EXTRACTED TEXT ::
<<<<

New York City Schools: Science Genius Launches Hip Hop Cypher

New York City Schools: Science Genius Launches Hip Hop Cypher
We take a look at a new craze sweeping science classrooms across the country, highlighted by a recent “rap-off” in New York City Schools.

For those who relied on Schoolhouse Rock to memorize important facts like the Preamble to the Constitution and the meaning of conjunction, there’s a new kid in town. Rap meets rock in Science Genius, a new way to help kids get excited about subjects like atoms and DNA. The program has recently been tested out in schools in New York City – with great enthusiasm and success. Read on to discover how hip hop and science facts collide to create a whole new generation of science-mania.

Music Meets Academics

Science Genius is a collaboration between rapper GZA from Wu-Tang Clan and Columbia University Teachers College professor Christopher Emdin. The unlikely pair teamed up to use hip hop music to teach a wide range of science subjects to students. According to a report at PBS, the effort began as GZA’s attempt to “bring order to the chaos.”

Emdin explains that the new curriculum is designed to address achievement gaps in science and mathematics that are particularly prevalent in areas like New York City. More importantly, the program was created to inspire an interest in science that has been lacking, using a culturally relevant form of music many students in the New York district can relate to.

“The people who most embrace hip-hop culture are the same populations who are most disinterested in school and disinterested in science,” Emdin told the Huffington Post.

This video illustrates the creativity behind Science Genius.

Science Genius B.A.T.T.L.E.S.

Emdin and GZA took their idea to the next level by forming Science Genius B.A.T.T.L.E.S. (Bringing Attention to Transforming Teaching, Learning, and Engagement in Science). The program, which was introduced to New York City schools this past school year, helps students write and perform their own raps about science topics. Students then had the opportunity to present their raps to a wider audience as they participated in a competition to select the best science rapper from all the schools.

According to, the pilot program involved more than 300 students from nine New York City schools. The students were given specific parameters in which to write their raps, as well as a list of possible topics. According to the Rap Genius website, some of the biology subjects they could choose to explain included:

  • The structures and functions of the human body
  • The mechanisms and patterns of evolution
  • The technology involved in genetic engineering
  • Factors limiting the growth of human populations

The students could also choose from a myriad of chemistry subjects, including:

  • The Periodic Table
  • Properties of materials in terms of atoms and arrangement
  • The structure and properties of atoms
  • Kinetics and equilibrium

Even physics was represented in the topic base, which subjects like explaining variations in wavelength and frequency or exploring the transmission and conservation of energy. Students would study all the subjects on the list, but they could select just one to create their rap. Students were judged on their raps based on the complexity and depth of their study of the subject material.

>>>>

Data excerpts ::
<<<<

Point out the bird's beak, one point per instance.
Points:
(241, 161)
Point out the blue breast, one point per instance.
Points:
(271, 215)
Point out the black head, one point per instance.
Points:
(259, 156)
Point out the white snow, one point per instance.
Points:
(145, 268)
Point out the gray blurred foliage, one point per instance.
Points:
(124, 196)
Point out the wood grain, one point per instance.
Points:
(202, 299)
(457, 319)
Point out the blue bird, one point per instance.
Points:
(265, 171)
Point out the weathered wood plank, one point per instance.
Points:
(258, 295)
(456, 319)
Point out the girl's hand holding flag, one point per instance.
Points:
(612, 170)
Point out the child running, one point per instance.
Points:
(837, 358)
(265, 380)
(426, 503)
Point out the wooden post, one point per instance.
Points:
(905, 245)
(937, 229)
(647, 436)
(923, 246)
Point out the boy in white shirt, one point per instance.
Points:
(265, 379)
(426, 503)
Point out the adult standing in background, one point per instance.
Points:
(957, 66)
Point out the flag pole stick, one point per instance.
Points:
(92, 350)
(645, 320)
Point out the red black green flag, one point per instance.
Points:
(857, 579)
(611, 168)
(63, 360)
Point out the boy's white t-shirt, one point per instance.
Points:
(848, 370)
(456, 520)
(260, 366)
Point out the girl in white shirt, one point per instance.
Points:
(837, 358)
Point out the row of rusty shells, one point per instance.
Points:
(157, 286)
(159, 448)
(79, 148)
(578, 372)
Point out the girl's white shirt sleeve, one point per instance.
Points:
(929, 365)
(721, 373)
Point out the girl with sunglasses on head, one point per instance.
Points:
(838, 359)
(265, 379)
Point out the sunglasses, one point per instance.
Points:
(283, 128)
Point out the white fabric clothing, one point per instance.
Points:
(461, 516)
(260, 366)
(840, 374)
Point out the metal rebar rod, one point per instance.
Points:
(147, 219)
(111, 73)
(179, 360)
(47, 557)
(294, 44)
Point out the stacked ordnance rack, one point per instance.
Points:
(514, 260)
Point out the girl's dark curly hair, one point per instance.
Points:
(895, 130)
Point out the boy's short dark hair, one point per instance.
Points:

>>>>

BRIEF :: In the article on Science Genius, what does the acronym B.A.T.T.L.E.S. stand for?

SOLUTION FOR THIS EXERCISE :: Bringing Attention to Transforming Teaching, Learning, and Engagement in Science.